Task input:
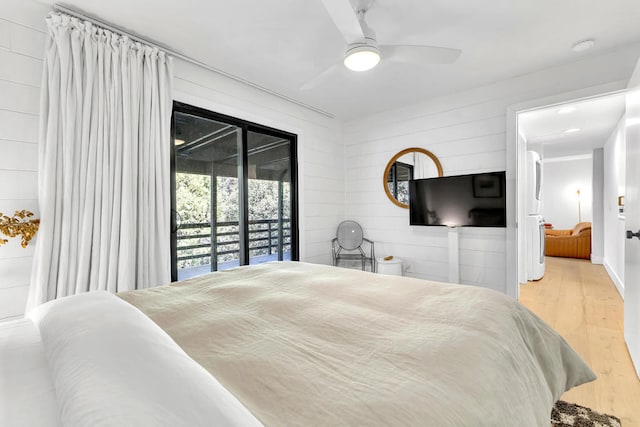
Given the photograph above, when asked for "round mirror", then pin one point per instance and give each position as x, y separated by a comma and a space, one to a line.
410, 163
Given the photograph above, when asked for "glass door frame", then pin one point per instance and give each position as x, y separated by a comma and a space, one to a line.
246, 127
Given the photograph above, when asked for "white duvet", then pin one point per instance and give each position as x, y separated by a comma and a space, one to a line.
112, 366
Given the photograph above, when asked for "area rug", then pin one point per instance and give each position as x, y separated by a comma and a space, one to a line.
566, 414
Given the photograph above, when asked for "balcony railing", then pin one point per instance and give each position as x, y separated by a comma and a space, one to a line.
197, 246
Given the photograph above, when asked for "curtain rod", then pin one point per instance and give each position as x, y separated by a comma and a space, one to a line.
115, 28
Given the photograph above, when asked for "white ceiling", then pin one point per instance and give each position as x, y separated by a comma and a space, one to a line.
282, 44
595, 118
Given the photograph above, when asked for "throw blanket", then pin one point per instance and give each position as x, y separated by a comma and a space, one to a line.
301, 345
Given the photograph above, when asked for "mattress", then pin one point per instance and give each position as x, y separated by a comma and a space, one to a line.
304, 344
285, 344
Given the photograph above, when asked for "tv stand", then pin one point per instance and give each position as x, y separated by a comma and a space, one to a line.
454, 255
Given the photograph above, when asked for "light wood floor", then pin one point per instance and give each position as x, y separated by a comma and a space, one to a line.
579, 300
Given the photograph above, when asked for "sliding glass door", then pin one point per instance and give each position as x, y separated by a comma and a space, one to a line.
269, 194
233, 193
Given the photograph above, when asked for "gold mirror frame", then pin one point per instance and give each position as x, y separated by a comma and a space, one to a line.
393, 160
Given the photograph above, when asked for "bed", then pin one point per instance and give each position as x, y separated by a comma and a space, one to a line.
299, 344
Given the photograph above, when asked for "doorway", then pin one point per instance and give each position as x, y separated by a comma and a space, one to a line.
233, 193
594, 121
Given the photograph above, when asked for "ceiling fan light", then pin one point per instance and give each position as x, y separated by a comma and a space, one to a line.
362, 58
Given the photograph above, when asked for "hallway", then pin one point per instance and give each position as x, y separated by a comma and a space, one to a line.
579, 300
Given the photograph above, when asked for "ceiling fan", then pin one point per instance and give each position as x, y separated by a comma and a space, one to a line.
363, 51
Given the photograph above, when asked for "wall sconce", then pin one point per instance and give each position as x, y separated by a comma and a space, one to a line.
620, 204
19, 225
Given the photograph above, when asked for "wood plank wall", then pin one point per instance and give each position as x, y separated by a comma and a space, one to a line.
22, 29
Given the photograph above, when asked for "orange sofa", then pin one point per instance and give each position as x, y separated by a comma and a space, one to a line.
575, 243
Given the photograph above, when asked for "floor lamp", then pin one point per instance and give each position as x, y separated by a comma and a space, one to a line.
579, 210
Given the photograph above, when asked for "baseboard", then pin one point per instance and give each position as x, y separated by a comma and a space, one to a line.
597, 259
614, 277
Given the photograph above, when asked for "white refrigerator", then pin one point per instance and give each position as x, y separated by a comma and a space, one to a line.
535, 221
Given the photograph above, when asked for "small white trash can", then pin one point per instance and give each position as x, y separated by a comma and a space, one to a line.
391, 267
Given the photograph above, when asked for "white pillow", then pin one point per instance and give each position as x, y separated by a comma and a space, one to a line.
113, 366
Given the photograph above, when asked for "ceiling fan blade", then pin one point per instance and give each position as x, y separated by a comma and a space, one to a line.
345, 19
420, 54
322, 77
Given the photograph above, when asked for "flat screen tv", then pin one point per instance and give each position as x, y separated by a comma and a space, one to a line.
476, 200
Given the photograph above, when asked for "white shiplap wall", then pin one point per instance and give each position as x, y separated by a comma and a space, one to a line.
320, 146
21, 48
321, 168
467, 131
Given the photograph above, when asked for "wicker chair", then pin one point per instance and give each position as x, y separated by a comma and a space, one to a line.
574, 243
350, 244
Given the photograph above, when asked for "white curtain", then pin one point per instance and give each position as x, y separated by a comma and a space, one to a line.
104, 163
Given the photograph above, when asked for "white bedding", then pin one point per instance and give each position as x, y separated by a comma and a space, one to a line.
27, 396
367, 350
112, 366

Work to complete: Copy out all of the material exactly as written, without its pictures.

Task result:
Given the photograph above, when asked for "round mirror", then pin one point per instance and give each position as x, y separated by a comma and a space, one to a line.
410, 163
Given the photograph above, when asked for "glass door frame", then pin one point per instance and give each position as x, y separated by a comma and a space, one to a line.
246, 127
Given the photograph above, when asked for "white duvet", then pin one point per instance and give each position as x, y separated by a comma and a space, one to a line.
112, 366
Given the photograph above, when asked for "area rug", then pin one point per instance and give each position as x, y separated by a comma and a space, one to a line.
566, 414
Given the photograph above, when asked for "balcony railing", then pin one point per instance and give each position as x, y separated by a comma and a space, one to a line.
197, 246
Given the photograph above, when asked for "curtain rod", then pin one point per instance and give each position as x, y separated by a comma and a space, one to a line.
115, 28
Given the photograph above, when asked for "white ceiling", then pin one point per instance and give each position as x, y separated by a comma and a space, one to a line.
282, 44
595, 118
Given the photograph above, when asked for "throw blanket", then pin one point per instance and give each position as x, y separated by a comma and a space, one to a line.
301, 345
Given the photograph above, when asked for "mattress", then pin one point per instance and give each position as x, y separated by a comma and a space, one to a line.
304, 344
285, 344
Given the photograph above, when asked for "tv stand", then pin one point per instance and give each position as x, y separated by a comma and a space, one to a line.
454, 255
Given the photograph above, when asked for "light wood floor", then pin one point per instance and give each position as x, y separated by a comma and a space, one to a line.
579, 300
Given the photograph above, when asked for "sliding glass door", then pin one point per instance and give each position as x, y separated by a comma and a space, one to a line.
269, 194
233, 193
Given the photograph above, when asked for "gold mirror frame", then pin one point per instance and give each position as x, y separated by a comma and a space, one to a line.
393, 160
Given the photograph above, when asked for "bed", then pin one point per instance and give each position as x, y separated by a comma and a space, one to a line.
299, 344
Given the photograph above, when asked for "doorway", then pin one point per instance and give each position as x, y separated by a comma and a space, one to a line.
233, 193
594, 121
Given the photograph above, when asked for "ceiling fan light", then pin one point per instance and give each position as x, y separated by a comma and a space, one to a line.
362, 58
Given the photograph above, when asked for "hallway", then pin one point per instance and give each position as x, y separated by a comma and a space, one to a line.
579, 300
Given the photograph above, when asked for "ceiling fan", then pin one point per instance and give each position as x, y separated by a comma and a space, one to a line.
363, 51
Given the photograph above, when asked for "wall sconce", then pin one point per instance and give each position as x, y separated by a comma and a space, one to a line.
620, 204
19, 225
Given the photograph above, when asked for "wood plank wall", then pin one point per instance and give each position as x, y separated by a comma and a space, one to a line.
22, 29
Given the photograph above, when asked for "orange sofa", then pin one point per instance and give each position as x, y separated by a comma and a space, one to a line.
575, 243
Given the photograph above, when asked for "floor lamp", then pin one point per instance and give each position as x, y separated by a comma and a space, one to a line.
579, 210
Given the photograph above, when asked for "baseboard", then pin one point per instance and give each position as x, y separated by a comma and a space, one to a line.
597, 259
614, 277
Given the photograph above, when asked for "white refrigerator", then pin one point per instance and give each position as x, y separated by a comma and a space, one to a line.
535, 221
Given the photograph above, when asked for "small white trash can", then pin one point per instance and give each position as x, y separated by a comma and a space, one to a line.
391, 267
Given the photograph above, when asked for "white pillow", then pin one point per instance and give each position as x, y separated by a comma and a space, one to a line.
113, 366
Given the photograph above, when asked for "ceiling fan blade", then pin one point per instance and give each position as x, y separated by a comma and a space, one to a line.
345, 19
420, 54
322, 77
Given the photograph above, when asked for "flat screen tv", then pin one point per instance and give each position as x, y separated by a comma and a space, one to a line.
476, 200
Given the photograph above, when asked for "white shiplap wall", then pin one point per instance and give each position as x, y separated by a comma and a space, one to a line.
320, 146
21, 48
321, 168
467, 131
Given the photograph above, when asked for "wicker chair", then pin one point per instance and give each position as x, y separated by a comma and a space, one to a line.
574, 243
350, 244
Given the photograph above, when asked for "white curtain", then pin one point per instance and give each position as x, y separated by a comma and a space, one to a line.
104, 163
Given the photograph above, when asked for "white bedding", then pin one point per instance and give each position as x, y separated by a comma and a space, one to a line.
27, 396
367, 350
112, 366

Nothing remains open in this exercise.